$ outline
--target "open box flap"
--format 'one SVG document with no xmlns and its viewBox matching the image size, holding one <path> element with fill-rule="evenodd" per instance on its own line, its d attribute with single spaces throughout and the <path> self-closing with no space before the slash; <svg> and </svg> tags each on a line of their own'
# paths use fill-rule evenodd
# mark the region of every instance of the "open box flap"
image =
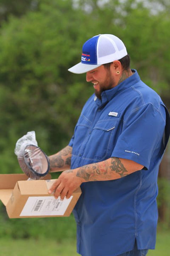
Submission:
<svg viewBox="0 0 170 256">
<path fill-rule="evenodd" d="M 0 200 L 3 203 L 5 206 L 7 204 L 9 198 L 12 193 L 13 189 L 0 189 Z"/>
<path fill-rule="evenodd" d="M 28 177 L 24 174 L 0 174 L 0 189 L 13 189 L 18 180 L 26 180 Z"/>
</svg>

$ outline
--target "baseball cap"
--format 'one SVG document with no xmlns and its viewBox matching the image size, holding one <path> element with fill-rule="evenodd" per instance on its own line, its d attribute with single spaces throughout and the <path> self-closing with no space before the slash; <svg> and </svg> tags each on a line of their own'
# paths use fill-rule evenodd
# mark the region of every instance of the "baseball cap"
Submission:
<svg viewBox="0 0 170 256">
<path fill-rule="evenodd" d="M 113 35 L 95 35 L 83 44 L 81 61 L 68 70 L 82 74 L 103 64 L 119 60 L 127 55 L 126 47 L 119 38 Z"/>
</svg>

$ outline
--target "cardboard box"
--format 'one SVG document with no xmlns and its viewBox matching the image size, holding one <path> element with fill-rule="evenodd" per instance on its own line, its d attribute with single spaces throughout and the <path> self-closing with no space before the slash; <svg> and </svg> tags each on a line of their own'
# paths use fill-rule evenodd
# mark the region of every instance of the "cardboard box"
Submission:
<svg viewBox="0 0 170 256">
<path fill-rule="evenodd" d="M 61 200 L 48 193 L 56 180 L 28 180 L 24 174 L 0 174 L 0 199 L 10 218 L 68 217 L 81 194 L 78 188 L 71 197 Z"/>
</svg>

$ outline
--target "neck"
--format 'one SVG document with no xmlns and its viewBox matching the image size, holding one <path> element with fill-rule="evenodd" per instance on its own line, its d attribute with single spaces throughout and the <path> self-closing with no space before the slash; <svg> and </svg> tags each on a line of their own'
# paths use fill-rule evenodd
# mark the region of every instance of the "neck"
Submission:
<svg viewBox="0 0 170 256">
<path fill-rule="evenodd" d="M 120 77 L 119 80 L 117 85 L 118 85 L 120 83 L 122 83 L 123 81 L 125 80 L 126 79 L 128 78 L 130 76 L 131 76 L 133 75 L 133 73 L 131 69 L 129 69 L 127 70 L 123 70 L 122 73 L 122 75 Z"/>
</svg>

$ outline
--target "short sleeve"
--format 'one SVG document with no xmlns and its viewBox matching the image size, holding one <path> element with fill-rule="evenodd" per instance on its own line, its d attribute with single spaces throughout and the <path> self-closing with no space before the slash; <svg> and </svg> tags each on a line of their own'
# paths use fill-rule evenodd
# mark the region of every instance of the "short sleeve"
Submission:
<svg viewBox="0 0 170 256">
<path fill-rule="evenodd" d="M 154 152 L 161 158 L 164 151 L 165 107 L 161 105 L 158 110 L 147 104 L 127 113 L 123 123 L 112 157 L 133 160 L 148 169 Z"/>
</svg>

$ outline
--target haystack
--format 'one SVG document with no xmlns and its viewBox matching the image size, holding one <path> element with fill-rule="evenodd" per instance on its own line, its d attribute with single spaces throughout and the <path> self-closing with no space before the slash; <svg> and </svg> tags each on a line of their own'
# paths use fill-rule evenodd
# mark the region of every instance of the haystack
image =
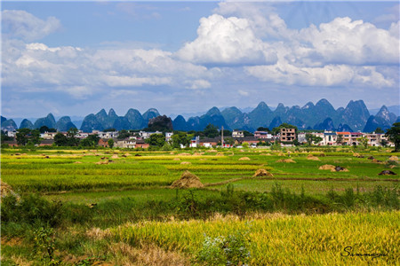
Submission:
<svg viewBox="0 0 400 266">
<path fill-rule="evenodd" d="M 332 165 L 332 164 L 324 164 L 323 166 L 320 166 L 319 168 L 320 170 L 334 170 L 335 169 L 335 166 Z"/>
<path fill-rule="evenodd" d="M 242 158 L 239 158 L 239 160 L 250 160 L 250 158 L 249 157 L 242 157 Z"/>
<path fill-rule="evenodd" d="M 384 170 L 384 171 L 381 171 L 380 173 L 379 173 L 378 175 L 380 175 L 380 176 L 396 176 L 397 174 L 396 174 L 395 172 L 392 172 L 390 170 Z"/>
<path fill-rule="evenodd" d="M 171 185 L 172 188 L 201 188 L 204 186 L 200 178 L 189 171 L 183 172 L 180 178 L 174 181 Z"/>
<path fill-rule="evenodd" d="M 398 158 L 397 158 L 397 156 L 393 155 L 393 156 L 390 156 L 389 159 L 388 159 L 388 160 L 396 160 L 396 161 L 397 161 L 397 160 L 398 160 Z"/>
<path fill-rule="evenodd" d="M 309 154 L 307 156 L 307 160 L 321 160 L 318 157 L 314 156 L 313 154 Z"/>
<path fill-rule="evenodd" d="M 96 162 L 96 164 L 108 164 L 108 160 L 100 160 Z"/>
<path fill-rule="evenodd" d="M 356 157 L 356 158 L 364 158 L 363 155 L 361 155 L 360 153 L 353 153 L 353 156 Z"/>
<path fill-rule="evenodd" d="M 14 191 L 12 190 L 12 188 L 10 185 L 8 185 L 4 182 L 1 181 L 0 186 L 1 186 L 2 198 L 5 197 L 7 195 L 13 195 L 15 198 L 17 198 L 17 200 L 20 200 L 20 195 L 17 194 L 16 192 L 14 192 Z"/>
<path fill-rule="evenodd" d="M 252 176 L 252 177 L 257 177 L 257 176 L 274 176 L 274 175 L 272 175 L 266 169 L 258 169 L 255 172 L 255 174 Z"/>
<path fill-rule="evenodd" d="M 383 164 L 383 161 L 376 160 L 376 159 L 372 159 L 372 161 L 374 162 L 374 163 Z"/>
<path fill-rule="evenodd" d="M 276 162 L 292 162 L 292 163 L 296 163 L 296 161 L 294 161 L 292 159 L 281 159 L 281 160 L 276 160 Z"/>
<path fill-rule="evenodd" d="M 348 172 L 348 169 L 340 166 L 336 166 L 334 169 L 331 170 L 331 172 Z"/>
</svg>

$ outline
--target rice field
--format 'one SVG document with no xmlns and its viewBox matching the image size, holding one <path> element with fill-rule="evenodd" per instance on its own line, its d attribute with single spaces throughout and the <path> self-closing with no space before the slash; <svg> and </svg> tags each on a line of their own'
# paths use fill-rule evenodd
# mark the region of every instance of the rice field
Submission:
<svg viewBox="0 0 400 266">
<path fill-rule="evenodd" d="M 4 149 L 1 177 L 18 195 L 62 202 L 49 239 L 58 265 L 221 265 L 199 254 L 230 260 L 217 242 L 237 232 L 250 265 L 398 265 L 400 153 L 289 151 Z M 186 170 L 204 186 L 171 189 Z M 307 206 L 291 211 L 296 199 Z M 2 265 L 43 264 L 31 253 L 35 221 L 2 223 Z"/>
</svg>

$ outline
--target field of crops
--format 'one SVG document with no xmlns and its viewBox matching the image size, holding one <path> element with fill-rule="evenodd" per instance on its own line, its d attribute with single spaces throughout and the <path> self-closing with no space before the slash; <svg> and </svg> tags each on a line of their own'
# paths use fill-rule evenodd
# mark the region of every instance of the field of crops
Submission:
<svg viewBox="0 0 400 266">
<path fill-rule="evenodd" d="M 400 153 L 356 152 L 4 149 L 2 186 L 22 200 L 2 200 L 2 264 L 399 263 Z M 185 170 L 204 187 L 172 189 Z M 50 245 L 38 229 L 50 257 L 37 256 Z"/>
</svg>

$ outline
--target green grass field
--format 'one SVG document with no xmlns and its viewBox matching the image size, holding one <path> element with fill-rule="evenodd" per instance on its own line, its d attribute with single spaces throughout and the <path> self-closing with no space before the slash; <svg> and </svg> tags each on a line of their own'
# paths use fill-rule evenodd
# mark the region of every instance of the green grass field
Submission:
<svg viewBox="0 0 400 266">
<path fill-rule="evenodd" d="M 233 257 L 216 242 L 204 247 L 204 234 L 232 240 L 230 234 L 245 231 L 237 243 L 251 254 L 242 260 L 252 265 L 395 265 L 400 262 L 400 171 L 392 156 L 400 153 L 357 153 L 363 158 L 332 148 L 290 154 L 267 149 L 4 149 L 2 185 L 22 200 L 2 200 L 2 264 L 220 265 L 200 254 Z M 279 162 L 283 159 L 294 162 Z M 319 169 L 326 164 L 348 171 Z M 254 177 L 260 168 L 273 176 Z M 171 189 L 185 170 L 204 187 Z M 396 175 L 379 176 L 382 170 Z M 50 236 L 47 242 L 35 238 L 41 228 Z M 231 242 L 224 245 L 236 246 Z M 46 245 L 52 246 L 50 257 L 43 253 Z M 347 246 L 386 255 L 340 256 Z"/>
</svg>

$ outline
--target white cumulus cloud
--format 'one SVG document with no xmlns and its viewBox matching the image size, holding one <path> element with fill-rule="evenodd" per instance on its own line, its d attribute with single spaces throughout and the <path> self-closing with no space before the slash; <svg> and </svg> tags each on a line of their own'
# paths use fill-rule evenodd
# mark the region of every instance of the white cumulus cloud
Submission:
<svg viewBox="0 0 400 266">
<path fill-rule="evenodd" d="M 200 20 L 197 38 L 178 52 L 180 59 L 198 64 L 272 64 L 275 51 L 257 38 L 246 19 L 214 14 Z"/>
<path fill-rule="evenodd" d="M 2 33 L 7 37 L 25 41 L 39 40 L 53 33 L 60 26 L 60 20 L 54 17 L 43 20 L 21 10 L 2 12 Z"/>
</svg>

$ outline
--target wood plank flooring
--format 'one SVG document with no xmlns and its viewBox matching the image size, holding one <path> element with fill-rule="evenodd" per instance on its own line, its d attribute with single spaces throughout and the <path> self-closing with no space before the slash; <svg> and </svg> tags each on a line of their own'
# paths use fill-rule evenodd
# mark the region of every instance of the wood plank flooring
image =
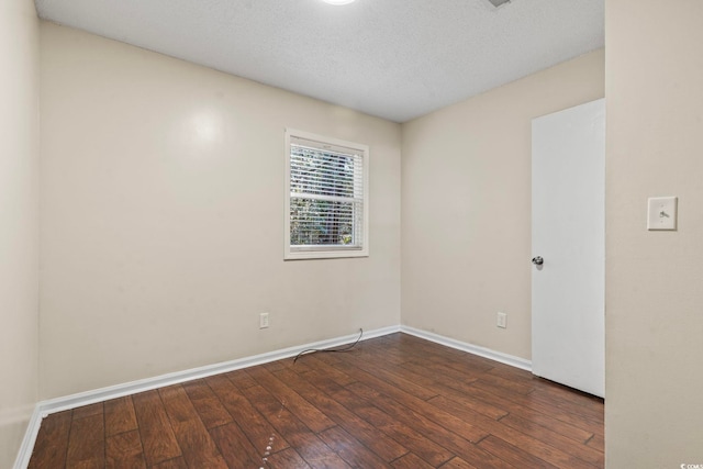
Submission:
<svg viewBox="0 0 703 469">
<path fill-rule="evenodd" d="M 49 415 L 30 468 L 602 468 L 603 401 L 410 335 Z"/>
</svg>

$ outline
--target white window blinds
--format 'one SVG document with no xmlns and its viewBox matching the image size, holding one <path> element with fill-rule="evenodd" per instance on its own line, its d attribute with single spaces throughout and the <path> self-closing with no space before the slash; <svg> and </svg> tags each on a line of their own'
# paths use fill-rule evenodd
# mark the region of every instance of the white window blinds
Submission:
<svg viewBox="0 0 703 469">
<path fill-rule="evenodd" d="M 366 147 L 301 134 L 287 145 L 288 257 L 367 255 Z"/>
</svg>

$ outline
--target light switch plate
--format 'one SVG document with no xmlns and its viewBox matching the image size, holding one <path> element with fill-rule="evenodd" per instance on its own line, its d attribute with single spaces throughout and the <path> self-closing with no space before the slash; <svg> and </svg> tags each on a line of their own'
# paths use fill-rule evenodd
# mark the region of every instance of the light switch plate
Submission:
<svg viewBox="0 0 703 469">
<path fill-rule="evenodd" d="M 676 197 L 650 197 L 647 201 L 647 230 L 677 228 Z"/>
</svg>

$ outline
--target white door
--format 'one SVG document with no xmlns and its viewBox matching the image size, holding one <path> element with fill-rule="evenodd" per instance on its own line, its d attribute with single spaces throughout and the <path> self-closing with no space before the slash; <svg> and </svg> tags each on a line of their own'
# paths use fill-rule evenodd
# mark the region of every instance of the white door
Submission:
<svg viewBox="0 0 703 469">
<path fill-rule="evenodd" d="M 533 373 L 599 397 L 605 394 L 604 168 L 603 99 L 533 120 Z"/>
</svg>

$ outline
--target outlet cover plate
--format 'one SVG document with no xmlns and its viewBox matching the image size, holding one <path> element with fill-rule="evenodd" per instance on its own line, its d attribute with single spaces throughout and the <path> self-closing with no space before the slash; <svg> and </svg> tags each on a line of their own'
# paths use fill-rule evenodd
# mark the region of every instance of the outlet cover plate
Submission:
<svg viewBox="0 0 703 469">
<path fill-rule="evenodd" d="M 647 230 L 676 230 L 677 202 L 676 197 L 650 197 L 647 200 Z"/>
</svg>

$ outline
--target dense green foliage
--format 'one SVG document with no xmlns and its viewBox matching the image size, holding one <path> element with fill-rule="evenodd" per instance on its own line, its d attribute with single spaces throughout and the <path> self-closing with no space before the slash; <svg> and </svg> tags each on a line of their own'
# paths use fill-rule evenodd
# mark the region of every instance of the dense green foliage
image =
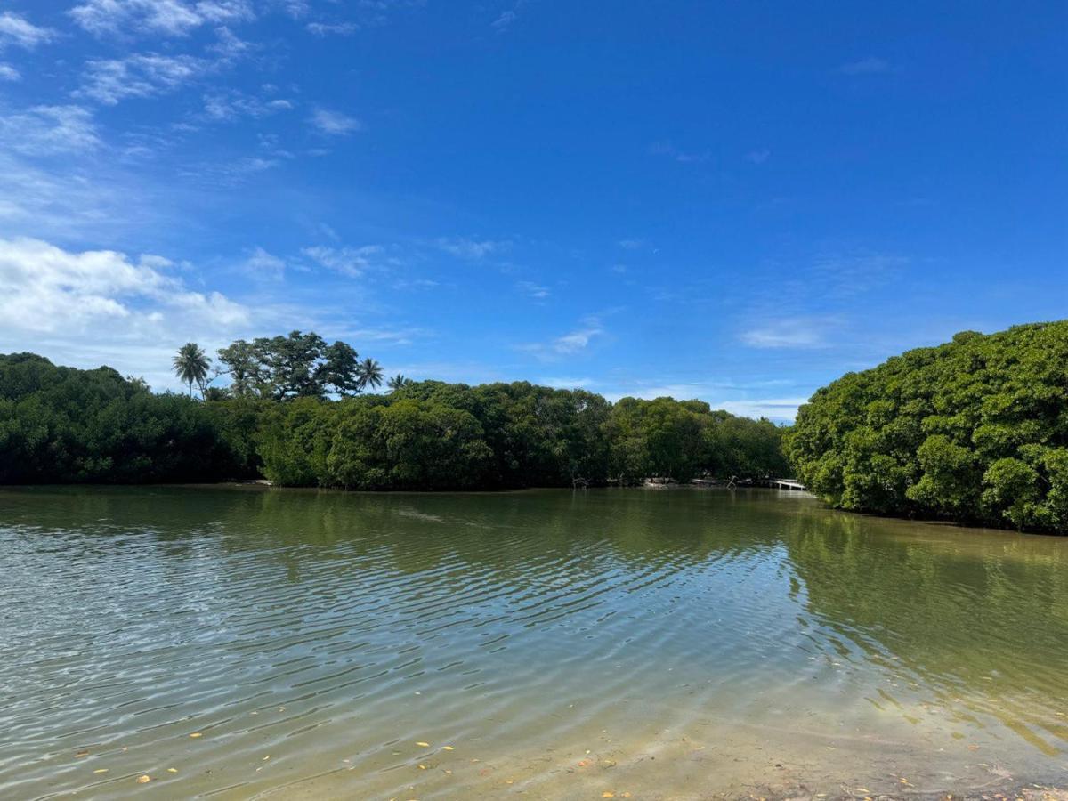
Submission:
<svg viewBox="0 0 1068 801">
<path fill-rule="evenodd" d="M 0 483 L 214 481 L 254 474 L 256 412 L 153 394 L 110 367 L 0 356 Z"/>
<path fill-rule="evenodd" d="M 185 347 L 190 346 L 195 347 L 192 343 Z M 378 362 L 360 361 L 351 345 L 341 341 L 327 345 L 314 331 L 292 331 L 287 336 L 261 336 L 252 342 L 237 340 L 221 348 L 218 357 L 221 365 L 218 375 L 231 379 L 225 389 L 213 388 L 213 394 L 222 397 L 286 400 L 327 394 L 345 396 L 382 382 Z M 182 359 L 179 351 L 175 357 L 176 371 Z M 178 375 L 186 380 L 180 372 Z"/>
<path fill-rule="evenodd" d="M 1068 321 L 957 334 L 819 390 L 787 437 L 846 509 L 1068 533 Z"/>
<path fill-rule="evenodd" d="M 358 489 L 570 487 L 786 469 L 782 429 L 698 400 L 624 398 L 527 382 L 407 382 L 388 396 L 297 402 L 265 415 L 264 474 Z"/>
<path fill-rule="evenodd" d="M 261 396 L 257 388 L 268 384 L 260 382 L 233 393 L 238 397 L 208 392 L 197 400 L 154 394 L 108 367 L 0 356 L 0 483 L 262 474 L 287 486 L 488 489 L 785 470 L 782 429 L 697 400 L 612 405 L 582 390 L 525 382 L 408 379 L 393 381 L 388 395 L 330 400 L 315 378 L 319 371 L 332 383 L 329 359 L 296 361 L 305 367 L 286 368 L 287 377 L 270 384 L 295 389 Z"/>
</svg>

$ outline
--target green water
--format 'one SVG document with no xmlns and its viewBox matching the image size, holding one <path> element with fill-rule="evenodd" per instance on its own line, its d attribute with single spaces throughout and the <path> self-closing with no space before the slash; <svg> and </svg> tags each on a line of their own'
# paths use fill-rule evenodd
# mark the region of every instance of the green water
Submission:
<svg viewBox="0 0 1068 801">
<path fill-rule="evenodd" d="M 9 488 L 0 611 L 5 799 L 1068 779 L 1068 539 L 801 493 Z"/>
</svg>

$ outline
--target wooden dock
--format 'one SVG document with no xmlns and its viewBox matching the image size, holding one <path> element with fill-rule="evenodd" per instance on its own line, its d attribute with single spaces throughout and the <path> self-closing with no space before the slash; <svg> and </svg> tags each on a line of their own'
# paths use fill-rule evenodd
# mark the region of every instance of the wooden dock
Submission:
<svg viewBox="0 0 1068 801">
<path fill-rule="evenodd" d="M 775 489 L 799 489 L 804 490 L 804 485 L 797 478 L 768 478 L 765 484 Z"/>
</svg>

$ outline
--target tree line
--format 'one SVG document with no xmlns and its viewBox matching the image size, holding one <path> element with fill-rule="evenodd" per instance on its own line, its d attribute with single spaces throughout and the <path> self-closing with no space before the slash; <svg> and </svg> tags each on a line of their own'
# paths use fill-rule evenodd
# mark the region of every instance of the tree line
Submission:
<svg viewBox="0 0 1068 801">
<path fill-rule="evenodd" d="M 698 400 L 528 382 L 395 376 L 315 333 L 237 341 L 172 364 L 188 394 L 110 367 L 0 356 L 0 483 L 209 482 L 264 476 L 349 489 L 635 484 L 787 470 L 782 429 Z M 214 382 L 225 376 L 229 383 Z M 193 388 L 200 398 L 193 398 Z"/>
<path fill-rule="evenodd" d="M 213 371 L 213 360 L 195 342 L 187 342 L 174 356 L 175 375 L 189 387 L 193 384 L 205 399 L 262 397 L 285 400 L 293 397 L 345 397 L 382 384 L 382 367 L 374 359 L 360 360 L 356 349 L 345 342 L 330 345 L 314 331 L 292 331 L 286 336 L 261 336 L 220 348 Z M 230 379 L 227 387 L 213 387 L 217 378 Z M 391 379 L 403 383 L 404 376 Z"/>
<path fill-rule="evenodd" d="M 841 508 L 1068 533 L 1068 320 L 849 373 L 801 407 L 786 450 Z"/>
</svg>

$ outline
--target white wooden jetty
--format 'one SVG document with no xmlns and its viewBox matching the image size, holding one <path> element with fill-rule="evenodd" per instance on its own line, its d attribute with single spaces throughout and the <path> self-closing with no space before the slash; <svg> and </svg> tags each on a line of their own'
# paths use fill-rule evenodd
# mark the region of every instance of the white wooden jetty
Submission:
<svg viewBox="0 0 1068 801">
<path fill-rule="evenodd" d="M 797 478 L 768 478 L 765 483 L 775 489 L 804 489 L 804 485 Z"/>
</svg>

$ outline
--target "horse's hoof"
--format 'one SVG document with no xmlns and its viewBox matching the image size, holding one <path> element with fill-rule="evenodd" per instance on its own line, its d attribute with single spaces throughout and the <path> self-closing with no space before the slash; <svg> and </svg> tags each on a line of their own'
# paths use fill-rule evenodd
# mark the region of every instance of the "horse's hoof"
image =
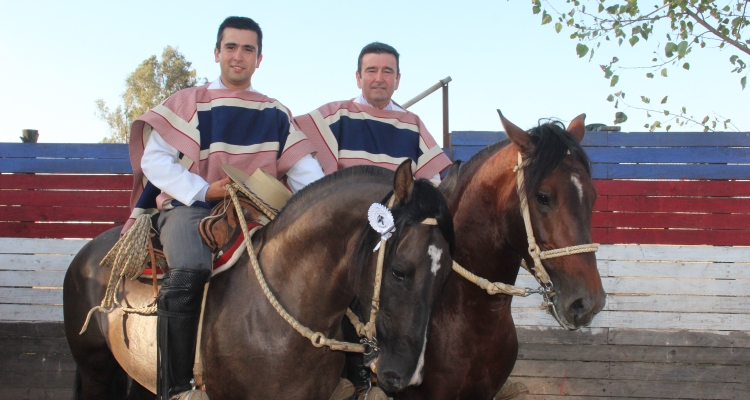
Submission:
<svg viewBox="0 0 750 400">
<path fill-rule="evenodd" d="M 389 400 L 383 389 L 374 386 L 359 395 L 358 400 Z"/>
<path fill-rule="evenodd" d="M 209 398 L 208 394 L 202 390 L 188 390 L 170 397 L 169 400 L 209 400 Z"/>
<path fill-rule="evenodd" d="M 510 400 L 529 393 L 529 388 L 521 382 L 505 381 L 505 384 L 492 400 Z"/>
</svg>

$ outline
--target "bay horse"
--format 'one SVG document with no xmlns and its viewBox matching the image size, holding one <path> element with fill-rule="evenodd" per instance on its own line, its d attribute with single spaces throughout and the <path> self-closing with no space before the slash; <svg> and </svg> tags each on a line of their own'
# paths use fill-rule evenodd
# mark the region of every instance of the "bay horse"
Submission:
<svg viewBox="0 0 750 400">
<path fill-rule="evenodd" d="M 368 224 L 368 207 L 391 194 L 396 229 L 385 242 L 375 326 L 378 378 L 399 391 L 421 377 L 429 316 L 451 269 L 453 225 L 440 190 L 414 180 L 409 160 L 395 173 L 347 168 L 298 192 L 252 242 L 268 286 L 286 311 L 314 332 L 340 340 L 347 307 L 359 296 L 369 309 L 366 295 L 373 292 L 373 248 L 381 236 Z M 420 224 L 428 218 L 437 224 Z M 113 229 L 84 246 L 65 276 L 65 331 L 80 383 L 76 398 L 125 398 L 124 390 L 112 392 L 115 378 L 123 376 L 120 367 L 133 378 L 129 398 L 154 398 L 156 316 L 123 316 L 118 308 L 94 313 L 79 335 L 87 312 L 104 296 L 110 271 L 99 262 L 118 236 Z M 244 254 L 211 279 L 199 344 L 207 394 L 220 400 L 327 400 L 339 383 L 344 353 L 314 347 L 282 319 L 248 264 Z M 119 297 L 127 304 L 153 299 L 150 282 L 123 286 Z"/>
<path fill-rule="evenodd" d="M 498 113 L 500 111 L 498 110 Z M 490 282 L 514 284 L 521 260 L 533 266 L 514 167 L 523 159 L 523 187 L 533 235 L 542 250 L 589 244 L 596 189 L 581 148 L 584 118 L 542 124 L 526 132 L 500 114 L 508 139 L 474 155 L 449 194 L 456 232 L 455 261 Z M 543 260 L 553 311 L 566 329 L 591 323 L 606 293 L 593 253 Z M 489 400 L 508 379 L 518 355 L 512 296 L 489 295 L 454 273 L 435 305 L 424 381 L 396 399 Z"/>
</svg>

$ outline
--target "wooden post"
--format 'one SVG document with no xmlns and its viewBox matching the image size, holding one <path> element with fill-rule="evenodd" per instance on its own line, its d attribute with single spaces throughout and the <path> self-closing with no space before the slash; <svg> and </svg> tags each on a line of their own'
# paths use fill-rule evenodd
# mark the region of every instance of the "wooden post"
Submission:
<svg viewBox="0 0 750 400">
<path fill-rule="evenodd" d="M 448 130 L 448 82 L 443 84 L 443 146 L 448 149 L 448 155 L 453 159 L 453 144 Z"/>
<path fill-rule="evenodd" d="M 39 131 L 36 129 L 24 129 L 21 132 L 21 141 L 23 143 L 36 143 L 39 140 Z"/>
</svg>

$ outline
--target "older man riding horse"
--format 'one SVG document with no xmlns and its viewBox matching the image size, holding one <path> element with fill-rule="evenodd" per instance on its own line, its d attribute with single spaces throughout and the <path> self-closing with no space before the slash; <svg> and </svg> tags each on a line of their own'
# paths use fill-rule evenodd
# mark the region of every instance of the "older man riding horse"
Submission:
<svg viewBox="0 0 750 400">
<path fill-rule="evenodd" d="M 368 225 L 368 207 L 387 205 L 391 197 L 392 237 L 381 241 L 381 233 Z M 79 334 L 86 313 L 105 293 L 110 271 L 99 262 L 118 232 L 105 232 L 86 245 L 65 277 L 65 329 L 78 364 L 76 398 L 125 398 L 123 386 L 117 386 L 122 369 L 134 379 L 129 398 L 153 396 L 143 387 L 155 389 L 155 316 L 118 309 L 95 313 Z M 251 247 L 270 291 L 299 324 L 319 332 L 313 341 L 320 344 L 321 338 L 341 338 L 342 317 L 355 297 L 369 311 L 378 242 L 386 250 L 380 302 L 373 307 L 377 376 L 387 390 L 399 391 L 422 374 L 429 316 L 452 263 L 453 225 L 437 188 L 414 181 L 410 162 L 395 174 L 348 168 L 298 192 L 253 236 Z M 246 254 L 211 280 L 199 343 L 207 393 L 221 400 L 327 400 L 339 383 L 344 354 L 313 346 L 295 331 L 266 299 L 249 264 Z M 153 300 L 151 284 L 126 281 L 118 298 L 146 304 Z"/>
</svg>

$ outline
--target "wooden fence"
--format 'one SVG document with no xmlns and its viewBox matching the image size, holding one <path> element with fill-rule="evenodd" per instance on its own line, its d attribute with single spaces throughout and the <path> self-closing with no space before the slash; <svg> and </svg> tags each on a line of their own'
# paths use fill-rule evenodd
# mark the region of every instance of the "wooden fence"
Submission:
<svg viewBox="0 0 750 400">
<path fill-rule="evenodd" d="M 453 132 L 453 158 L 502 137 Z M 584 145 L 607 305 L 567 332 L 540 299 L 514 300 L 512 379 L 529 399 L 750 398 L 750 134 L 588 132 Z M 85 238 L 127 218 L 127 149 L 0 144 L 0 173 L 0 398 L 69 396 L 62 277 Z"/>
</svg>

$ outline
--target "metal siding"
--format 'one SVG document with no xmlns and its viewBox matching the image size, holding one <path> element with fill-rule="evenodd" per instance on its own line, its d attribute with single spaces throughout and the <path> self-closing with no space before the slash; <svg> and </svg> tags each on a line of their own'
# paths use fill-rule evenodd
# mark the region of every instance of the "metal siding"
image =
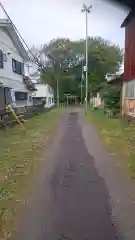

◆ **Aim of the exercise**
Gather every line of the material above that contains the word "outlet", copying each line in full.

◆ **Exercise output**
--target outlet cover plate
# mark the region of every instance of the outlet cover plate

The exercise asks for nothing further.